== What the exercise asks ==
Rewrite every item below, swapping "Sample query" for "Search term" each time it occurs and leaving all other text as it is.

+++ Records provided +++

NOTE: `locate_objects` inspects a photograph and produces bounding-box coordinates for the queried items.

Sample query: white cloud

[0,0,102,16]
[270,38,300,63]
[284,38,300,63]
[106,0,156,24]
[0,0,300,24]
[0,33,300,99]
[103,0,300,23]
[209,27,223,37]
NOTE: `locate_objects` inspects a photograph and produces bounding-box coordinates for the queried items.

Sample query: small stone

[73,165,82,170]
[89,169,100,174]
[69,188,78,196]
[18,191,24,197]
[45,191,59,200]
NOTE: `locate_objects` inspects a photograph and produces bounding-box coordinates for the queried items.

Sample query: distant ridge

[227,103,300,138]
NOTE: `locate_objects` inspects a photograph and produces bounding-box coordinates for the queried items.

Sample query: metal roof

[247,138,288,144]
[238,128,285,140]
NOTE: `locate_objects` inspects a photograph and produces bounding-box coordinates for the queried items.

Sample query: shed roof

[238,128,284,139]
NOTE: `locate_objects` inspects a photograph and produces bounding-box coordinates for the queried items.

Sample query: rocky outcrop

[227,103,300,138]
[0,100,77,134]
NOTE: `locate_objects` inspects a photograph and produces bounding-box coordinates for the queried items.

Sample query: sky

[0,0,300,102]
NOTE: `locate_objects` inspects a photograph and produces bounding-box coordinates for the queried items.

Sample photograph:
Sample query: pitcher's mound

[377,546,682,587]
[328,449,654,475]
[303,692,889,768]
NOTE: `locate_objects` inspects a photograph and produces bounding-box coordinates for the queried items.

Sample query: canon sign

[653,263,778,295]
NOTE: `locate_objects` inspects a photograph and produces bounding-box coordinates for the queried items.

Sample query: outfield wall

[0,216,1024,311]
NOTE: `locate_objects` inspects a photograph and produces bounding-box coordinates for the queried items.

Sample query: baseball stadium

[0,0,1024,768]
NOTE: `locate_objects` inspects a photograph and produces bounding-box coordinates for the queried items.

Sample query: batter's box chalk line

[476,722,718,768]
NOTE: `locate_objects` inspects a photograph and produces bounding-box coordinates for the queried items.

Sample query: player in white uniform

+++

== Result below ==
NOTE: `locate_objects` inspects a photograph and produces bounding-box coordinates for the queried items.

Search term: white cloud

[0,0,102,16]
[270,38,300,63]
[284,38,300,63]
[106,0,156,24]
[0,0,300,24]
[0,33,300,99]
[103,0,300,23]
[209,27,223,37]
NOTE: `locate_objects` inspects a photograph and produces bounding-box coordinates for the queried items.

Search term: small stone

[73,165,82,170]
[89,169,100,174]
[69,188,78,196]
[18,191,24,197]
[45,191,59,200]
NOTE: `locate_objects` inspects a photograph and produces bounding-box coordinates for the queried items.

Search term: distant ridge

[227,103,300,138]
NOTE: `locate_objects` inspects a photograph and produces bounding-box coordinates for the queried items.

Search term: metal roof

[247,138,288,144]
[238,128,285,140]
NOTE: `locate_objects` inspects a photograph and produces bounding-box coordinates for the queried items.

Search term: shed roof

[238,128,284,139]
NOTE: `locate_objects` inspects a photograph and produces bounding-box coordinates for the queried items.

Search term: rocky outcrop

[227,103,300,138]
[0,100,77,134]
NOTE: `locate_objects` inspects a photograph and produces bounding-box coordinates for the queried items.

Search term: sky

[0,0,300,102]
NOTE: `locate_objects` inspects a photograph and produces bounding-box coordinates for the queried items.

Sample photograph:
Search term: pitcher's mound

[377,546,682,587]
[328,449,654,475]
[303,692,889,768]
NOTE: `locate_objects` inspects a photograph and produces bounding-box coordinates for the queried items.

Search term: canon sign

[653,263,778,295]
NOTE: `locate_objects` inspects a photograph and produces bounding-box coordinates for the queried items.

Search term: outfield wall

[0,216,1024,311]
NOTE: `locate_objects` inspects a photograph and produces bounding-box coordinates for the queried items.

Search term: baseball stadium

[0,0,1024,768]
NOTE: `locate_objects` inspects a photograph and produces bounding-box coordinates for the queried items.

Search term: batter's box chalk line

[476,722,718,768]
NOTE: `locate_objects` inspects a photograph and produces bounding-box coordinates for the queried items.

Search term: player in white uniform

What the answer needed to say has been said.